---------- Stored records

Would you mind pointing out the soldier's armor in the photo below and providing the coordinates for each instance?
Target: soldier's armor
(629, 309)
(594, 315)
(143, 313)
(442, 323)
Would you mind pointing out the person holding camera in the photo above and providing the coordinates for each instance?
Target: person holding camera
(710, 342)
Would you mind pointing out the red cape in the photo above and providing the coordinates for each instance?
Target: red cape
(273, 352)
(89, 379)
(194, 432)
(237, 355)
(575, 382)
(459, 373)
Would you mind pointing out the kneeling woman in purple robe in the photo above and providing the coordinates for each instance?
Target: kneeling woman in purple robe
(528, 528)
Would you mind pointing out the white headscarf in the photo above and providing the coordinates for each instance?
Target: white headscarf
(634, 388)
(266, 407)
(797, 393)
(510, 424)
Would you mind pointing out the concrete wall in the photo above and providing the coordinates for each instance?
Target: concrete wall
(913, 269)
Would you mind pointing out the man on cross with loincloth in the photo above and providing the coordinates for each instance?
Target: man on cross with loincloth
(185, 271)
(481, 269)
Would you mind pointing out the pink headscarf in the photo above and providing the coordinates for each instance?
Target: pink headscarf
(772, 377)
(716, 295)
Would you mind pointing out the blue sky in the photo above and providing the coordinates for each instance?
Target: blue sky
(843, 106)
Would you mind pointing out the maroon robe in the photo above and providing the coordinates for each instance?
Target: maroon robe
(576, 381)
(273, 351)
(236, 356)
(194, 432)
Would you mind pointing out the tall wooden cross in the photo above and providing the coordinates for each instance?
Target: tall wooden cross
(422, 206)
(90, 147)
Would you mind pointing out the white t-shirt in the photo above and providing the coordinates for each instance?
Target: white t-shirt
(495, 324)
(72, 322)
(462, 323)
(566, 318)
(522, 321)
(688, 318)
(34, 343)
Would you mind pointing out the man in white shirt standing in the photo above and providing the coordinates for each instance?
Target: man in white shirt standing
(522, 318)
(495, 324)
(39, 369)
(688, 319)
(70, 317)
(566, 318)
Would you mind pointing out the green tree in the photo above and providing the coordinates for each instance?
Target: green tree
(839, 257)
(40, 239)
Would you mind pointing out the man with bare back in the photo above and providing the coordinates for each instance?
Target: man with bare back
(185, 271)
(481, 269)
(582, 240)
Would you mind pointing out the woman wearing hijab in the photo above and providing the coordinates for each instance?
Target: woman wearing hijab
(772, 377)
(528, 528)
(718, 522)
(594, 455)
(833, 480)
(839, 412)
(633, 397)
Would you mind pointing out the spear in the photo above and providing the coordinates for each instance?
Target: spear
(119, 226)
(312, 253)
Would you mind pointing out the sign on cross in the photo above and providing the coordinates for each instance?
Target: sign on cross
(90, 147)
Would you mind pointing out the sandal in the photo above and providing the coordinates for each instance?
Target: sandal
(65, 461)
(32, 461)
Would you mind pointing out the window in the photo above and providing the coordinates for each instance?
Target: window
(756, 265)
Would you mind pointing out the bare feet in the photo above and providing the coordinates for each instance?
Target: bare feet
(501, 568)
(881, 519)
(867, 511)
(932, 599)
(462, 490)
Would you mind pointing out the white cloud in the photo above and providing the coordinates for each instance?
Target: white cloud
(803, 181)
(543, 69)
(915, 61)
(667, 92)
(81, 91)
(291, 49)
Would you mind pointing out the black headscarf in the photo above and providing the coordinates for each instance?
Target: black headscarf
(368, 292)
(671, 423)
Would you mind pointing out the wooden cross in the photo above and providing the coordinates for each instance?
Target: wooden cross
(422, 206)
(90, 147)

--------------------

▸ Do this: Copy all of the data above word for word, leaving nothing out.

▸ Result below:
Would you mind pointing out the soldier's armor in the photo below and providing the coordinates for each instance?
Target: soldier's armor
(629, 309)
(594, 315)
(143, 313)
(442, 323)
Would you mind pointing out the person holding camera in the photo above and providing the coordinates for each instance?
Target: person holding camera
(710, 342)
Would you mind pointing out the red cape in the photo above and providing the coordinates for each instance?
Target: red cape
(273, 352)
(89, 379)
(194, 432)
(237, 355)
(575, 382)
(459, 373)
Would you mind pointing out the kneeling woman in purple robe in the photo above and providing the coordinates for each instance?
Target: kneeling woman in purple robe
(528, 528)
Would you mind pointing out the white headscarf in the photo above and providing the coordinates for each instance?
Target: white headscarf
(634, 388)
(266, 407)
(797, 393)
(510, 424)
Would you mind pointing out the concrete wall in the photo above and providing the coordinates for each instance?
Target: concrete wall
(913, 269)
Would you mind pointing out the man on cross with loincloth in the photo above and providing the coordinates for each instance?
Target: man on cross with loincloth
(185, 271)
(481, 269)
Would you mind pointing out the pink headscarf in the photo above and providing the coordinates for each instance?
Target: pink headscarf
(772, 377)
(716, 295)
Would you mind pointing out the blue sky in the photo above and providing the coordinates for each instance?
Target: blue sky
(843, 106)
Would you mind pointing out the maroon robe in the photo above and providing the coordinates for each instance?
Target: maroon robe
(576, 381)
(273, 351)
(236, 356)
(194, 432)
Would you mind pointing out the tall wooden cross in the photo above and providing the coordinates for each instance?
Target: tall wooden cross
(422, 206)
(90, 147)
Would you mind pointing out the white t-shirt in the photo above and providing the coordinates for each instance?
Target: white t-shirt
(495, 324)
(72, 322)
(462, 323)
(566, 318)
(522, 321)
(688, 318)
(34, 343)
Would you mind pointing out the man in white shirt standing in the photo above and providing the coordinates for each instance?
Target: man in white shirt standing
(522, 318)
(495, 324)
(39, 369)
(688, 319)
(70, 317)
(566, 318)
Would you mind pointing out the green tree in the photo above and providing the coordinates for each instance?
Target: green tree
(839, 257)
(40, 239)
Would you mind pointing out the man with bare back in the photo above and providing the coordinates for each instance?
Target: man with bare back
(185, 271)
(481, 269)
(582, 240)
Would you mind pointing out the woman wearing hijab in the photo above and providing the coordinates for each instance?
Target: woman wearing hijab
(772, 377)
(528, 528)
(718, 522)
(594, 455)
(833, 480)
(839, 412)
(633, 397)
Would you mind pointing out the spear in the photo above and providing the coordinates for each instance?
Target: spear
(119, 226)
(312, 253)
Would you mind pointing out the sign on cross in the photo above and providing the coordinates for each instance?
Target: sign on cross
(90, 147)
Would you mind pointing out the sandal in the photo above and providing the coordinates for each instance?
Target: sandal
(65, 461)
(32, 461)
Would you mind pointing out the window in the photo above and providing the coordinates for each instance?
Target: window
(756, 265)
Would you mind pointing out the bare feet in the photo above and providing the coordinates for each instance?
Target: bare feet
(501, 568)
(881, 519)
(867, 511)
(932, 599)
(462, 490)
Would you mind pointing out the white cloud in the photo above and providing the coordinates for each instance?
Target: white cloud
(803, 181)
(543, 69)
(915, 61)
(667, 92)
(81, 91)
(291, 49)
Would you mind pointing out the black headscarf in the photo above and providing the coordinates for each instance?
Target: black headscarf
(368, 292)
(671, 423)
Would you mind pointing out the wooden cross in the photo above and providing the coordinates for each instance?
Target: wooden cross
(422, 206)
(90, 147)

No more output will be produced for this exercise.